Excerpted passage:
The work combines Wilkinson's resonance direct theory for the direct component, the two-component exciton model for pre-equilibrium, and Hauser-Feshbach for compound emission, then folds in the Agodi-Courant angular factors. They run this on natPb, 197Au, natSn, natCu, natFe, and natTi and compare the resulting double-differential cross sections to NewSUBARU measurements with linearly polarized photons. The main observation is that the direct process contributes noticeably to the high-energy neutron tail and helps reproduce the observed angular anisotropy in the heavier targets. That part lines up with what one would expect from the independent-particle picture in heavy nuclei. The lighter targets are shown but without claimed agreement, which is consistent with the model's domain of validity. The calculations are internally coherent and use established formalisms without obvious double-counting or missing channels. The polarized-beam data add a useful constraint on the angular part that unpolarized measurements would miss. The paper does not introduce new theory or derive fresh parameters from first principles; it is an application and comparison exercise. The abstract states good agreement for Pb, Au, and Sn, yet supplies no chi-squared values, parameter tables, or uncertainty bands, so the strength of the match is difficult to judge from the text alone. Resonance strengths and normalizations in the RD piece are typically adjusted to data, which means the reported agreement includes some fitting even if presented as validation. No independent falsifiable prediction is tested here. This is useful reading for people who maintain photoneutron libraries or model GDR reactions in heavy nuclei. A specialist who needs to see how the RD angular formalism performs against polarized data at one energy will find concrete comparisons. It is not the kind of paper that changes the field or resolves open questions, but the experimental setup is specific enough that it merits referee attention rather than a desk reject. I would send it for review with the expectation that the authors add quantitative fit metrics and clarify which parameters were fixed versus adjusted.

Referee Report

2 major / 2 minor

Summary. The manuscript calculates photoneutron double-differential cross sections in the GDR region for natPb, 197Au, natSn, natCu, natFe, and natTi by combining Wilkinson's resonance direct (RD) theory for the direct component, the two-component exciton model for pre-equilibrium emission, and the Hauser-Feshbach formalism for compound-nucleus decay. Angular distributions of the RD neutrons are treated with the Agodi-Courant formalism. The results are compared to experimental data taken at NewSUBARU with 16.6 MeV quasi-monochromatic linearly polarized photons; good agreement is reported for Pb, Au, and Sn, and the angular anisotropies are analyzed to show substantial RD contributions at high neutron energies.

Significance. If the reported agreement is quantitatively robust, the work supplies a useful consistency check of a standard multi-component model for photoneutron emission in heavy nuclei, where the independent-particle assumptions underlying RD theory are expected to hold better. The explicit treatment of angular distributions adds modest insight into the reaction mechanisms. The absence of quantitative fit metrics, parameter values, and error-bar comparisons, however, prevents a firm judgment of how strongly the data actually support the model.

major comments (2)

Task set:
**1)** Could you quote the referee report word for word, beginning at "Referee Report" and ending after "high neutron energies."?
**2)** Can you lay out the records as a numbered list, running from the first line of the records through the line containing "[234,95,283,128]" (both included), with blank lines left out?

Data entries:
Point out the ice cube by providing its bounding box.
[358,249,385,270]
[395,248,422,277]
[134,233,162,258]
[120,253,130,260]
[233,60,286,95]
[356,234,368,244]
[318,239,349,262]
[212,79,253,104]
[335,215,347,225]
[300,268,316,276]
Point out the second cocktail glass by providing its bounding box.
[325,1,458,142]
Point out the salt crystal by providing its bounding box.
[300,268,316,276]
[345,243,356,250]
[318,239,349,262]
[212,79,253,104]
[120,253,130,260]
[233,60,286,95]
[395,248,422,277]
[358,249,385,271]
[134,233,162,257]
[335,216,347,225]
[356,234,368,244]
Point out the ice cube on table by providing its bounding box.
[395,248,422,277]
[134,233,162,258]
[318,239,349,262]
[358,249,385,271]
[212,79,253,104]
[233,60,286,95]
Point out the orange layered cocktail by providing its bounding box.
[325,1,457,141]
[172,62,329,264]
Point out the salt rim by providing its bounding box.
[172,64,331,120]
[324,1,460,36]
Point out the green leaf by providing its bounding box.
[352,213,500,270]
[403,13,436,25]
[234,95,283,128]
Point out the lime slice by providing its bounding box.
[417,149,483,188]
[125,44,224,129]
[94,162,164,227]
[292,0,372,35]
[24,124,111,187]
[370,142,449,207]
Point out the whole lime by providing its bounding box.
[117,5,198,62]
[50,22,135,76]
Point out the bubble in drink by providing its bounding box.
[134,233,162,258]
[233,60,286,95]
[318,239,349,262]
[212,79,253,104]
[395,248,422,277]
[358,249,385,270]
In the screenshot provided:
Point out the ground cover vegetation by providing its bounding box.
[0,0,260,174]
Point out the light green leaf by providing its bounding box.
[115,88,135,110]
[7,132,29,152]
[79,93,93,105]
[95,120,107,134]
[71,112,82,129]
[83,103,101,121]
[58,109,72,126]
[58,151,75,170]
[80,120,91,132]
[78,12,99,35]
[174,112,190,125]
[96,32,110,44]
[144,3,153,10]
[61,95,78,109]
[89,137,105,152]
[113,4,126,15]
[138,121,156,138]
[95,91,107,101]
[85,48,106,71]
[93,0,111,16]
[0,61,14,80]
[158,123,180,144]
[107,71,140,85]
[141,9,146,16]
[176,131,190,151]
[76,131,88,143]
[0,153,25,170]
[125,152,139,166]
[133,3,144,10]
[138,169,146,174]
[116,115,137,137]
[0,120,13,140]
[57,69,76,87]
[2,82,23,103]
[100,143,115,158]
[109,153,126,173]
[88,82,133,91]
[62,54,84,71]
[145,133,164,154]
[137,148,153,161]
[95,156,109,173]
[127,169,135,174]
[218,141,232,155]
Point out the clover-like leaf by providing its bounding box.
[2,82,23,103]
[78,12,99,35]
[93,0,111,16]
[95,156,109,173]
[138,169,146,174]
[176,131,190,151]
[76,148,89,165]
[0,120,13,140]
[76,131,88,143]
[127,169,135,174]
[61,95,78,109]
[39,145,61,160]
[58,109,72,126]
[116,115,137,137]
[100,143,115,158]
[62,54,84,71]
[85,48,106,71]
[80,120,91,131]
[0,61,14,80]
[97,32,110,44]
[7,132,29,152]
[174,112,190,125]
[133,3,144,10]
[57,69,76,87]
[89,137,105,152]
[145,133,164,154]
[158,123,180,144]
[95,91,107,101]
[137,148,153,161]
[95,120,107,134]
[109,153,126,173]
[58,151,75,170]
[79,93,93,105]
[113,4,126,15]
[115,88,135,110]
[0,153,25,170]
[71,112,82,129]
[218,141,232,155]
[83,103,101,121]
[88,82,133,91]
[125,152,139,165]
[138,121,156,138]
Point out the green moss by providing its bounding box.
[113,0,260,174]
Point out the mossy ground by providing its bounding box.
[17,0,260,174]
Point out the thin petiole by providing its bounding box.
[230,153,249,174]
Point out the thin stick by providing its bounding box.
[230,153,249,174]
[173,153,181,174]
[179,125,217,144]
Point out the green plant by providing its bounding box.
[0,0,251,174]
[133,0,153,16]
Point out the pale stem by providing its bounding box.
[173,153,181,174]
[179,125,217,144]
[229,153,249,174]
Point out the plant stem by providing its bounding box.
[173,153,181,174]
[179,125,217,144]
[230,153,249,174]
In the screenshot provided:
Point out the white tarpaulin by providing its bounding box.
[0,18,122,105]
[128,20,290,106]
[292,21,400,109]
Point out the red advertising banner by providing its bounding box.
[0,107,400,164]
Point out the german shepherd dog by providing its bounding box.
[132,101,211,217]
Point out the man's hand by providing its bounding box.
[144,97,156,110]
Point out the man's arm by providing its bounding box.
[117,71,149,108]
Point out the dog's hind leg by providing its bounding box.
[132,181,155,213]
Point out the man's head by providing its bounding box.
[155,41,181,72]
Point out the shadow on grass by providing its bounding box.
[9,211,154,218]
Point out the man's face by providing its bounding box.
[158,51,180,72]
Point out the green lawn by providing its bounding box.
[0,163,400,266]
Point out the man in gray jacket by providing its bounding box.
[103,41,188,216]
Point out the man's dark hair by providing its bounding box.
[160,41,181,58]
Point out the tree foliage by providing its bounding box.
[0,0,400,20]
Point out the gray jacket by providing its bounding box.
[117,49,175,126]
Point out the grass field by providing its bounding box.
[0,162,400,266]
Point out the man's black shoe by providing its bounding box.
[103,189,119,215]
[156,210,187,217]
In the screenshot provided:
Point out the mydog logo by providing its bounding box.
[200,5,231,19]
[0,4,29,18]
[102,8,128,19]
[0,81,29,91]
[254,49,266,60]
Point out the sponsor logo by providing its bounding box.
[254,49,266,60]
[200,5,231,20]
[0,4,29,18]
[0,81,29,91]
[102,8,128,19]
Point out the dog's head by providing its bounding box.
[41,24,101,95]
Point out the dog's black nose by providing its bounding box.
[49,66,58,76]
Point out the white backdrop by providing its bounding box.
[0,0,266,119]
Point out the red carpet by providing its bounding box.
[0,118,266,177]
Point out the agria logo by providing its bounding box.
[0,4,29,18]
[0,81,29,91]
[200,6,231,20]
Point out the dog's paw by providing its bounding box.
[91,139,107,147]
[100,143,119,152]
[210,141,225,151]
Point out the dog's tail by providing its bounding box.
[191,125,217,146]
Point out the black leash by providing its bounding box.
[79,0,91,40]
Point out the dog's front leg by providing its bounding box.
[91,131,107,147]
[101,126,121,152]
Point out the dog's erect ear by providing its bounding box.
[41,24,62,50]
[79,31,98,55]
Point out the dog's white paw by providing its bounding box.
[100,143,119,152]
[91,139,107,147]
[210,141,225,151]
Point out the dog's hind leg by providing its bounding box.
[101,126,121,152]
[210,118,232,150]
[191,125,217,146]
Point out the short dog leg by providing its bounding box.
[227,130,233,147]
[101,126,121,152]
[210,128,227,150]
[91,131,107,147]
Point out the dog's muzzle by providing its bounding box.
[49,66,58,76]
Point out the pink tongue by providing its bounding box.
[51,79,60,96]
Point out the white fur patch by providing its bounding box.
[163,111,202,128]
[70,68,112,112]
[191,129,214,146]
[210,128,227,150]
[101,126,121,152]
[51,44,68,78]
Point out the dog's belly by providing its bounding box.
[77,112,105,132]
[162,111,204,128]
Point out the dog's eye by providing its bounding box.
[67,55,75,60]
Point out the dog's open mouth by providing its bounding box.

Full answers:
**1)**
Referee Report

2 major / 2 minor

Summary. The manuscript calculates photoneutron double-differential cross sections in the GDR region for natPb, 197Au, natSn, natCu, natFe, and natTi by combining Wilkinson's resonance direct (RD) theory for the direct component, the two-component exciton model for pre-equilibrium emission, and the Hauser-Feshbach formalism for compound-nucleus decay. Angular distributions of the RD neutrons are treated with the Agodi-Courant formalism. The results are compared to experimental data taken at NewSUBARU with 16.6 MeV quasi-monochromatic linearly polarized photons; good agreement is reported for Pb, Au, and Sn, and the angular anisotropies are analyzed to show substantial RD contributions at high neutron energies.

**2)**
1. Point out the ice cube by providing its bounding box.
2. [358,249,385,270]
3. [395,248,422,277]
4. [134,233,162,258]
5. [120,253,130,260]
6. [233,60,286,95]
7. [356,234,368,244]
8. [318,239,349,262]
9. [212,79,253,104]
10. [335,215,347,225]
11. [300,268,316,276]
12. Point out the second cocktail glass by providing its bounding box.
13. [325,1,458,142]
14. Point out the salt crystal by providing its bounding box.
15. [300,268,316,276]
16. [345,243,356,250]
17. [318,239,349,262]
18. [212,79,253,104]
19. [120,253,130,260]
20. [233,60,286,95]
21. [395,248,422,277]
22. [358,249,385,271]
23. [134,233,162,257]
24. [335,216,347,225]
25. [356,234,368,244]
26. Point out the ice cube on table by providing its bounding box.
27. [395,248,422,277]
28. [134,233,162,258]
29. [318,239,349,262]
30. [358,249,385,271]
31. [212,79,253,104]
32. [233,60,286,95]
33. Point out the orange layered cocktail by providing its bounding box.
34. [325,1,457,141]
35. [172,62,329,264]
36. Point out the salt rim by providing its bounding box.
37. [172,64,331,120]
38. [324,1,460,36]
39. Point out the green leaf by providing its bounding box.
40. [352,213,500,270]
41. [403,13,436,25]
42. [234,95,283,128]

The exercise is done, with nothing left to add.